→ TASK DESCRIPTION: Reproduce the entries below, please. Keep every character the same.

[Region pointing data]
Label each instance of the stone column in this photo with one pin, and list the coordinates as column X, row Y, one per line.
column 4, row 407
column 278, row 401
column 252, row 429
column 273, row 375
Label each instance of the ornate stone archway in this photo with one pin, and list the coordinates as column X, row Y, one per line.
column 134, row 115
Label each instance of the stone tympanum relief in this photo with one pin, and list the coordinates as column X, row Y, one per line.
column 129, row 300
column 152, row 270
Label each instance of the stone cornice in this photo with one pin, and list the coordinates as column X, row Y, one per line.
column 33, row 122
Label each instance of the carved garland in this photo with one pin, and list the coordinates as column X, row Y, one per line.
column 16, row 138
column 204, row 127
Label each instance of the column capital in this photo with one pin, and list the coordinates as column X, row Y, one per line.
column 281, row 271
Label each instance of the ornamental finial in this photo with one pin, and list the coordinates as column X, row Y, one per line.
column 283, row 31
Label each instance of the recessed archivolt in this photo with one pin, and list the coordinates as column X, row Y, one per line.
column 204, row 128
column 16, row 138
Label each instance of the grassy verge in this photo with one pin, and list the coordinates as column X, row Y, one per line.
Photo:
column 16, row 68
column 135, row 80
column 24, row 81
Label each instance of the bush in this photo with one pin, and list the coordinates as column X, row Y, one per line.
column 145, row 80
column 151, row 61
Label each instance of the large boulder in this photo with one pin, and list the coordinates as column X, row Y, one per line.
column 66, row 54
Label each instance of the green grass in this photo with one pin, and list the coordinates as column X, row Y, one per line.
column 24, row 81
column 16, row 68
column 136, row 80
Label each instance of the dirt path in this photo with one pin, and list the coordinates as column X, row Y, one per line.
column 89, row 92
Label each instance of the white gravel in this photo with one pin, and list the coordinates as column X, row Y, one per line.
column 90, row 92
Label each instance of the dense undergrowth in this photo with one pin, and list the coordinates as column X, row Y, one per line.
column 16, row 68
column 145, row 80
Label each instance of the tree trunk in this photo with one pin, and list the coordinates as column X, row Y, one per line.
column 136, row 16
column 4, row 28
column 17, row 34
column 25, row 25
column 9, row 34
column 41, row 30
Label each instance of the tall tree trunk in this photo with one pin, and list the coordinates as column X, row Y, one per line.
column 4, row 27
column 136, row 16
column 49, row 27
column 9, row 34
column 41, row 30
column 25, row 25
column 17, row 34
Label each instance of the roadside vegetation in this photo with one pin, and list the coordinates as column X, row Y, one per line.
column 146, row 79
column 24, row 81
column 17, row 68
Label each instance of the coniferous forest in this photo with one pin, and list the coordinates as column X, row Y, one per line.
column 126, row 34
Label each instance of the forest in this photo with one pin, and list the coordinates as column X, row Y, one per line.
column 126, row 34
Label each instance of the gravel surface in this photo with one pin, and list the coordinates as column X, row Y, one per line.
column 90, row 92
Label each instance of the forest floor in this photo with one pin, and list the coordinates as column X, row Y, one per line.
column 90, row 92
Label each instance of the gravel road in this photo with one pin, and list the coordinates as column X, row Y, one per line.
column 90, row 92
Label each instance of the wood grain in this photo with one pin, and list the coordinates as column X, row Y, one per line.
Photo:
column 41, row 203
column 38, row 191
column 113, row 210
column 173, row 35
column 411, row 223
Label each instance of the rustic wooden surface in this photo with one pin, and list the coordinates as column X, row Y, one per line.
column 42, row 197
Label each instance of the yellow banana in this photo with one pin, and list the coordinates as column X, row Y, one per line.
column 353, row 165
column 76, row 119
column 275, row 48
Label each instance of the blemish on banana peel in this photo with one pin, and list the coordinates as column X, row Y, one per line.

→ SOLUTION FOR THIS PROBLEM:
Label each instance of the stone column in this photo with one pin, and list the coordinates as column X, row Y, one per line.
column 4, row 407
column 278, row 401
column 252, row 429
column 273, row 375
Label each instance of the ornate stone archway in this photo with one pin, and list the coordinates as column X, row Y, one per line.
column 134, row 115
Label each instance of the stone tympanum relief in this photo with one pin, and list the coordinates as column X, row Y, one per line.
column 129, row 300
column 152, row 270
Label each instance of the stone cornice in this photo with one pin, and list the coordinates as column X, row Y, one per line.
column 33, row 122
Label each instance of the carved garland in this photo with one pin, and list the coordinates as column X, row Y, one per line.
column 16, row 138
column 204, row 127
Label each instance of the column capital in this photo with one pin, and list the coordinates as column X, row Y, one per line.
column 281, row 271
Label each instance of the ornamental finial in this photo with one pin, and list the coordinates as column X, row Y, one per line.
column 283, row 31
Label each instance of the recessed archivolt in this photo with one pin, and list the coordinates as column X, row Y, one per line.
column 204, row 128
column 16, row 138
Label each instance of the grassy verge in this photo with one pin, and list the coordinates as column X, row Y, one per line.
Photo:
column 16, row 68
column 135, row 80
column 24, row 81
Label each instance of the bush in this photo with one pin, and list the coordinates as column X, row Y, one per line.
column 145, row 80
column 151, row 61
Label each instance of the large boulder in this photo with one pin, and list the coordinates as column X, row Y, one per line.
column 66, row 54
Label each instance of the green grass in this photo with one pin, and list the coordinates as column X, row Y, one per line.
column 24, row 81
column 16, row 68
column 136, row 80
Label each instance of the dirt path in this photo with one pin, and list the coordinates as column X, row Y, one per line.
column 89, row 92
Label each instance of the white gravel in this photo with one pin, and list the coordinates as column X, row Y, one per line.
column 90, row 92
Label each instance of the dense undergrowth in this photo with one pin, and list the coordinates as column X, row Y, one per line.
column 16, row 68
column 145, row 80
Label each instance of the tree trunk in this photo with one pin, and list the coordinates as column X, row Y, one per line.
column 136, row 16
column 4, row 28
column 17, row 34
column 25, row 25
column 9, row 34
column 41, row 30
Label each instance of the tall tree trunk in this photo with one pin, and list the coordinates as column X, row Y, one per line.
column 4, row 27
column 136, row 16
column 49, row 27
column 9, row 34
column 41, row 30
column 25, row 25
column 17, row 34
Label each instance of the roadside vegetation in this photo with one pin, and list the coordinates as column X, row Y, one per line.
column 146, row 79
column 24, row 81
column 17, row 68
Label each instance of the coniferous forest in this photo with one pin, and list the coordinates as column X, row Y, one per line.
column 126, row 34
Label each instance of the forest in this photo with one pin, and list the coordinates as column X, row Y, one per line.
column 126, row 34
Label each instance of the gravel surface in this photo with one pin, and list the coordinates as column X, row Y, one per line.
column 90, row 92
Label each instance of the forest floor in this photo with one pin, and list the coordinates as column X, row Y, one per line.
column 90, row 92
Label each instance of the gravel road in this photo with one pin, and list the coordinates as column X, row Y, one per line.
column 90, row 92
Label each instance of the wood grain in this photo with one pin, and list the coordinates as column X, row Y, one per line.
Photo:
column 41, row 203
column 38, row 191
column 113, row 210
column 173, row 35
column 411, row 223
Label each instance of the rustic wooden surface in this photo with one pin, and list the coordinates as column X, row Y, one per line.
column 42, row 197
Label each instance of the yellow banana in this photo with one pin, and list the coordinates as column X, row Y, one per line.
column 353, row 165
column 76, row 119
column 275, row 48
Label each instance of the blemish on banana peel in this photo with one pin, and list the coordinates as column X, row Y, one per line.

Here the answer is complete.